>> BEGIN Data supplied
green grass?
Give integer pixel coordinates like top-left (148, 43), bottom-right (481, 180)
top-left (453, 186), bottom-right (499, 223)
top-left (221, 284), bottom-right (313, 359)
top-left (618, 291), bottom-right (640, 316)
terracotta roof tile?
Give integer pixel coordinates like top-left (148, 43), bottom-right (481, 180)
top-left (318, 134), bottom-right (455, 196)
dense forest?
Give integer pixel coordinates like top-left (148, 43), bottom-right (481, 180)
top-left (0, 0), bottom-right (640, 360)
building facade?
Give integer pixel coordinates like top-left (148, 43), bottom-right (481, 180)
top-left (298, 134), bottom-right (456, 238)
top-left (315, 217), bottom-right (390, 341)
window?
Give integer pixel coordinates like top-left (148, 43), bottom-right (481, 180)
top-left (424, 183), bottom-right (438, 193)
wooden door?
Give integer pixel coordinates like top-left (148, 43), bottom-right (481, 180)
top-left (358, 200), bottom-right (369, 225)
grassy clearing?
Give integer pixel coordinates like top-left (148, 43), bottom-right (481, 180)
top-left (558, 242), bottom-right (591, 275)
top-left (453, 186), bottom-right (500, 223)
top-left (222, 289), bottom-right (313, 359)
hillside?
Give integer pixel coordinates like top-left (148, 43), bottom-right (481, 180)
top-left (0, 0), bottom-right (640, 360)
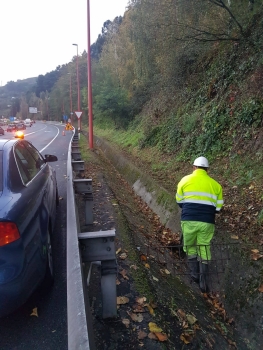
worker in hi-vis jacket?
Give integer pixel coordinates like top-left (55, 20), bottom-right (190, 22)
top-left (176, 157), bottom-right (224, 293)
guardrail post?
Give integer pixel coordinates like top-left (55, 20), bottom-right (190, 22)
top-left (73, 179), bottom-right (93, 225)
top-left (71, 160), bottom-right (85, 174)
top-left (78, 230), bottom-right (117, 318)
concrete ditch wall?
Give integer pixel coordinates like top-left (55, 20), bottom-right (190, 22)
top-left (94, 136), bottom-right (181, 232)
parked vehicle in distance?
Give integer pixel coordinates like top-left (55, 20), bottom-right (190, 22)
top-left (0, 139), bottom-right (59, 317)
top-left (6, 124), bottom-right (17, 132)
top-left (25, 118), bottom-right (32, 126)
top-left (15, 130), bottom-right (25, 139)
top-left (16, 123), bottom-right (26, 130)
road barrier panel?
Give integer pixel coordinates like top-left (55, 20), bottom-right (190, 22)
top-left (78, 229), bottom-right (117, 318)
top-left (71, 160), bottom-right (85, 175)
top-left (71, 150), bottom-right (81, 160)
top-left (71, 145), bottom-right (80, 152)
top-left (73, 179), bottom-right (93, 225)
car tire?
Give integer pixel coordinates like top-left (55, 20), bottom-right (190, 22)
top-left (42, 230), bottom-right (54, 291)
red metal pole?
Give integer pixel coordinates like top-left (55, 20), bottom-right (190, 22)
top-left (72, 44), bottom-right (81, 131)
top-left (77, 45), bottom-right (81, 130)
top-left (69, 73), bottom-right (73, 119)
top-left (87, 0), bottom-right (93, 149)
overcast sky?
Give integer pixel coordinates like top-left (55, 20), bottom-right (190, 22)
top-left (0, 0), bottom-right (128, 86)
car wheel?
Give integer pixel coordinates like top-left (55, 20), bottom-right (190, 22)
top-left (43, 230), bottom-right (54, 289)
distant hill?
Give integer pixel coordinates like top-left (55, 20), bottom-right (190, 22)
top-left (0, 77), bottom-right (37, 97)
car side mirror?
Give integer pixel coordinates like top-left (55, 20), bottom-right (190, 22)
top-left (45, 154), bottom-right (58, 162)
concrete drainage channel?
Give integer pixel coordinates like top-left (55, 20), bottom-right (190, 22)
top-left (67, 130), bottom-right (263, 349)
top-left (67, 134), bottom-right (117, 350)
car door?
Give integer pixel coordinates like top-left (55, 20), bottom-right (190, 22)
top-left (14, 141), bottom-right (49, 284)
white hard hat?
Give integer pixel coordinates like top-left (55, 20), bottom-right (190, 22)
top-left (193, 157), bottom-right (209, 168)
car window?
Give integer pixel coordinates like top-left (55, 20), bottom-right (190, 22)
top-left (14, 142), bottom-right (40, 184)
top-left (26, 143), bottom-right (46, 169)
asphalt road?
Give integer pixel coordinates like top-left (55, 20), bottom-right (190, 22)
top-left (0, 122), bottom-right (72, 350)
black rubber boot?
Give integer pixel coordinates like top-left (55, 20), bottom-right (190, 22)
top-left (199, 262), bottom-right (210, 293)
top-left (188, 258), bottom-right (199, 283)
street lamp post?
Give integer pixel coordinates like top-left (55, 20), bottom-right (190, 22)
top-left (87, 0), bottom-right (93, 149)
top-left (72, 44), bottom-right (81, 131)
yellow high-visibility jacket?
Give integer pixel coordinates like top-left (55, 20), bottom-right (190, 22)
top-left (175, 169), bottom-right (224, 224)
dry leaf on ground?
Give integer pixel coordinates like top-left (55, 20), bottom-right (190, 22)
top-left (127, 311), bottom-right (143, 322)
top-left (138, 330), bottom-right (147, 340)
top-left (154, 332), bottom-right (168, 341)
top-left (148, 332), bottom-right (158, 340)
top-left (148, 322), bottom-right (163, 333)
top-left (180, 333), bottom-right (193, 344)
top-left (120, 253), bottom-right (128, 260)
top-left (121, 318), bottom-right (130, 328)
top-left (30, 307), bottom-right (38, 317)
top-left (119, 269), bottom-right (129, 280)
top-left (116, 248), bottom-right (121, 255)
top-left (186, 315), bottom-right (197, 325)
top-left (145, 304), bottom-right (154, 316)
top-left (135, 297), bottom-right (147, 304)
top-left (132, 304), bottom-right (145, 312)
top-left (117, 297), bottom-right (130, 305)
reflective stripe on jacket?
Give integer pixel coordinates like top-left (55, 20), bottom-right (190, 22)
top-left (176, 169), bottom-right (224, 224)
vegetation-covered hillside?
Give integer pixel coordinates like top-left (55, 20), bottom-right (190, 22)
top-left (0, 0), bottom-right (263, 349)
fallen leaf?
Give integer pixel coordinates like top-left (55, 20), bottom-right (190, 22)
top-left (117, 297), bottom-right (130, 305)
top-left (132, 304), bottom-right (145, 312)
top-left (119, 269), bottom-right (129, 280)
top-left (116, 248), bottom-right (121, 255)
top-left (135, 297), bottom-right (147, 304)
top-left (177, 309), bottom-right (185, 319)
top-left (149, 322), bottom-right (163, 333)
top-left (146, 304), bottom-right (154, 316)
top-left (121, 318), bottom-right (130, 328)
top-left (231, 235), bottom-right (239, 239)
top-left (148, 332), bottom-right (158, 340)
top-left (154, 332), bottom-right (168, 341)
top-left (30, 307), bottom-right (38, 317)
top-left (120, 253), bottom-right (127, 260)
top-left (140, 254), bottom-right (147, 261)
top-left (251, 253), bottom-right (263, 260)
top-left (138, 330), bottom-right (147, 340)
top-left (180, 333), bottom-right (192, 344)
top-left (251, 249), bottom-right (259, 254)
top-left (127, 311), bottom-right (143, 322)
top-left (186, 315), bottom-right (197, 326)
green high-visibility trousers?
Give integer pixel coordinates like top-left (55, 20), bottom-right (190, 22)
top-left (181, 221), bottom-right (215, 261)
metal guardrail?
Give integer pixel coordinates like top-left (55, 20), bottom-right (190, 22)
top-left (67, 134), bottom-right (95, 350)
top-left (67, 134), bottom-right (117, 350)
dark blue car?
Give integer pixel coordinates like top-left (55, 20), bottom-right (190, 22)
top-left (0, 139), bottom-right (59, 317)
>> END Data supplied
→ **Given problem**: Rewrite every line of the records above as a numbered list, skipping blank lines and leaving out the pictures.

→ **Solution to this task**:
1. green grass?
2. Give integer pixel coordinates like top-left (148, 43), bottom-right (481, 180)
3. top-left (453, 186), bottom-right (499, 223)
4. top-left (221, 284), bottom-right (313, 359)
5. top-left (618, 291), bottom-right (640, 316)
6. terracotta roof tile?
7. Give integer pixel coordinates like top-left (148, 43), bottom-right (481, 180)
8. top-left (318, 134), bottom-right (455, 196)
9. dense forest?
10. Give integer pixel coordinates like top-left (148, 43), bottom-right (481, 180)
11. top-left (0, 0), bottom-right (640, 360)
12. building facade?
13. Give integer pixel coordinates like top-left (148, 43), bottom-right (481, 180)
14. top-left (298, 134), bottom-right (456, 238)
15. top-left (315, 217), bottom-right (390, 341)
16. window?
17. Give integer pixel coordinates like top-left (148, 43), bottom-right (481, 180)
18. top-left (424, 183), bottom-right (438, 193)
19. wooden door?
20. Give integer pixel coordinates like top-left (148, 43), bottom-right (481, 180)
21. top-left (358, 200), bottom-right (369, 225)
22. grassy clearing?
23. Give integer pixel coordinates like top-left (148, 43), bottom-right (481, 180)
24. top-left (558, 242), bottom-right (591, 275)
25. top-left (453, 186), bottom-right (500, 223)
26. top-left (222, 289), bottom-right (313, 359)
27. hillside?
28. Give integer pixel coordinates like top-left (148, 43), bottom-right (481, 180)
29. top-left (0, 0), bottom-right (640, 360)
30. worker in hi-vis jacket?
31. Give integer pixel coordinates like top-left (55, 20), bottom-right (190, 22)
32. top-left (176, 157), bottom-right (224, 293)
33. guardrail post?
34. Give integer pixel coordinates like top-left (55, 20), bottom-right (190, 22)
35. top-left (73, 179), bottom-right (93, 225)
36. top-left (71, 160), bottom-right (85, 174)
37. top-left (78, 230), bottom-right (117, 318)
38. concrete ditch wall?
39. Give integer pixel coordinates like top-left (55, 20), bottom-right (190, 22)
40. top-left (94, 136), bottom-right (181, 232)
41. parked vehicle in distance?
42. Give integer pixel coordinates like top-left (55, 20), bottom-right (190, 22)
43. top-left (0, 139), bottom-right (59, 317)
44. top-left (6, 124), bottom-right (17, 132)
45. top-left (25, 118), bottom-right (32, 126)
46. top-left (15, 130), bottom-right (25, 139)
47. top-left (16, 123), bottom-right (26, 130)
48. road barrier panel?
49. Give integer pixel coordinates like top-left (55, 20), bottom-right (190, 22)
50. top-left (78, 229), bottom-right (117, 318)
51. top-left (71, 160), bottom-right (85, 175)
52. top-left (71, 150), bottom-right (81, 160)
53. top-left (71, 145), bottom-right (80, 152)
54. top-left (73, 179), bottom-right (93, 225)
55. car tire?
56. Give integer pixel coordinates like top-left (55, 20), bottom-right (190, 22)
57. top-left (42, 230), bottom-right (54, 291)
58. red metal pole?
59. Give integer pixel coordinates like top-left (55, 20), bottom-right (190, 22)
60. top-left (72, 44), bottom-right (81, 131)
61. top-left (77, 45), bottom-right (81, 130)
62. top-left (69, 73), bottom-right (73, 119)
63. top-left (87, 0), bottom-right (93, 149)
64. overcast sky?
65. Give integer pixel coordinates like top-left (55, 20), bottom-right (190, 22)
66. top-left (0, 0), bottom-right (128, 86)
67. car wheel?
68. Give integer pixel coordinates like top-left (55, 20), bottom-right (190, 22)
69. top-left (43, 230), bottom-right (54, 289)
70. distant hill?
71. Give integer pixel coordinates like top-left (55, 20), bottom-right (190, 22)
72. top-left (0, 77), bottom-right (37, 97)
73. car side mirror?
74. Give integer pixel coordinates like top-left (55, 20), bottom-right (190, 22)
75. top-left (45, 154), bottom-right (58, 162)
76. concrete drainage channel?
77. Give integer pixel coordinates like top-left (55, 20), bottom-right (190, 22)
78. top-left (67, 130), bottom-right (263, 349)
79. top-left (67, 134), bottom-right (117, 350)
80. car door?
81. Give integer pixel coordinates like top-left (55, 20), bottom-right (190, 22)
82. top-left (14, 141), bottom-right (49, 284)
83. white hard hat?
84. Give integer pixel coordinates like top-left (55, 20), bottom-right (190, 22)
85. top-left (193, 157), bottom-right (209, 168)
86. car window?
87. Give integer pixel coordinates like top-left (55, 20), bottom-right (190, 22)
88. top-left (14, 142), bottom-right (40, 184)
89. top-left (26, 143), bottom-right (46, 169)
90. asphalt road?
91. Give integer pixel coordinates like top-left (55, 20), bottom-right (190, 22)
92. top-left (0, 122), bottom-right (72, 350)
93. black rubber boot?
94. Give integer pixel coordinates like top-left (55, 20), bottom-right (190, 22)
95. top-left (199, 262), bottom-right (210, 293)
96. top-left (188, 258), bottom-right (199, 283)
97. street lamp post?
98. Give integer pixel coordinates like top-left (55, 20), bottom-right (190, 22)
99. top-left (87, 0), bottom-right (93, 149)
100. top-left (72, 44), bottom-right (81, 131)
101. yellow high-visibility jacket?
102. Give integer pixel coordinates like top-left (55, 20), bottom-right (190, 22)
103. top-left (175, 169), bottom-right (224, 224)
104. dry leaf on ground?
105. Give integer pixel coordinates like top-left (55, 20), bottom-right (190, 22)
106. top-left (127, 311), bottom-right (143, 322)
107. top-left (138, 330), bottom-right (147, 340)
108. top-left (154, 332), bottom-right (168, 341)
109. top-left (148, 332), bottom-right (158, 340)
110. top-left (148, 322), bottom-right (163, 333)
111. top-left (180, 333), bottom-right (193, 344)
112. top-left (120, 253), bottom-right (128, 260)
113. top-left (121, 318), bottom-right (130, 328)
114. top-left (30, 307), bottom-right (38, 317)
115. top-left (119, 269), bottom-right (129, 280)
116. top-left (116, 248), bottom-right (121, 255)
117. top-left (186, 315), bottom-right (197, 325)
118. top-left (145, 304), bottom-right (154, 316)
119. top-left (135, 297), bottom-right (147, 304)
120. top-left (132, 304), bottom-right (145, 312)
121. top-left (117, 297), bottom-right (130, 305)
122. reflective stripe on jacket?
123. Give integer pixel coordinates like top-left (55, 20), bottom-right (190, 22)
124. top-left (176, 169), bottom-right (224, 224)
125. vegetation-covered hillside?
126. Give integer pixel coordinates like top-left (55, 20), bottom-right (190, 22)
127. top-left (0, 0), bottom-right (263, 349)
128. fallen leaf?
129. Give integer pixel coordinates like top-left (55, 20), bottom-right (190, 22)
130. top-left (117, 297), bottom-right (130, 305)
131. top-left (132, 304), bottom-right (145, 312)
132. top-left (119, 269), bottom-right (129, 280)
133. top-left (116, 248), bottom-right (121, 255)
134. top-left (135, 297), bottom-right (147, 304)
135. top-left (177, 309), bottom-right (185, 319)
136. top-left (149, 322), bottom-right (163, 333)
137. top-left (146, 304), bottom-right (154, 316)
138. top-left (121, 318), bottom-right (130, 328)
139. top-left (231, 235), bottom-right (239, 239)
140. top-left (148, 332), bottom-right (158, 340)
141. top-left (154, 332), bottom-right (168, 341)
142. top-left (30, 307), bottom-right (38, 317)
143. top-left (120, 253), bottom-right (127, 260)
144. top-left (140, 254), bottom-right (147, 261)
145. top-left (251, 253), bottom-right (263, 260)
146. top-left (138, 330), bottom-right (147, 340)
147. top-left (180, 333), bottom-right (192, 344)
148. top-left (251, 249), bottom-right (259, 254)
149. top-left (127, 311), bottom-right (143, 322)
150. top-left (186, 315), bottom-right (197, 326)
151. green high-visibility trousers?
152. Give integer pixel coordinates like top-left (55, 20), bottom-right (190, 22)
153. top-left (181, 221), bottom-right (215, 261)
154. metal guardrail?
155. Give integer pixel coordinates like top-left (55, 20), bottom-right (190, 22)
156. top-left (67, 134), bottom-right (95, 350)
157. top-left (67, 134), bottom-right (117, 350)
158. dark blue car?
159. Give integer pixel coordinates like top-left (55, 20), bottom-right (190, 22)
160. top-left (0, 139), bottom-right (59, 317)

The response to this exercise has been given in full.